Extracted entries:
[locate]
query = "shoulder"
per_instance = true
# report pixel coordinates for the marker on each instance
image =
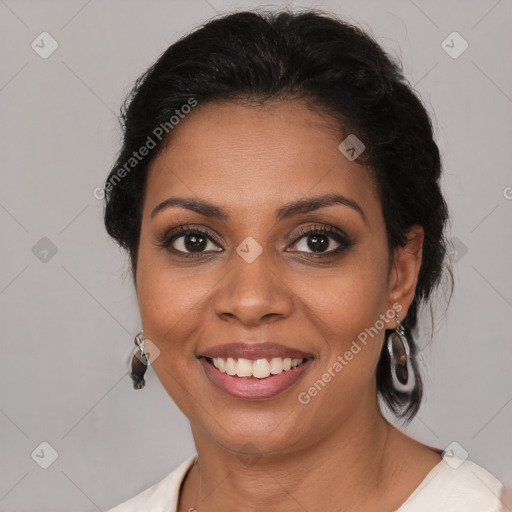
(456, 485)
(163, 496)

How to complete this task: The data above must be copied exactly. Leave out the pictures.

Written solution:
[locate]
query = "shoulder"
per_instance = true
# report pixel coordinates for the marker on each instance
image =
(456, 485)
(163, 496)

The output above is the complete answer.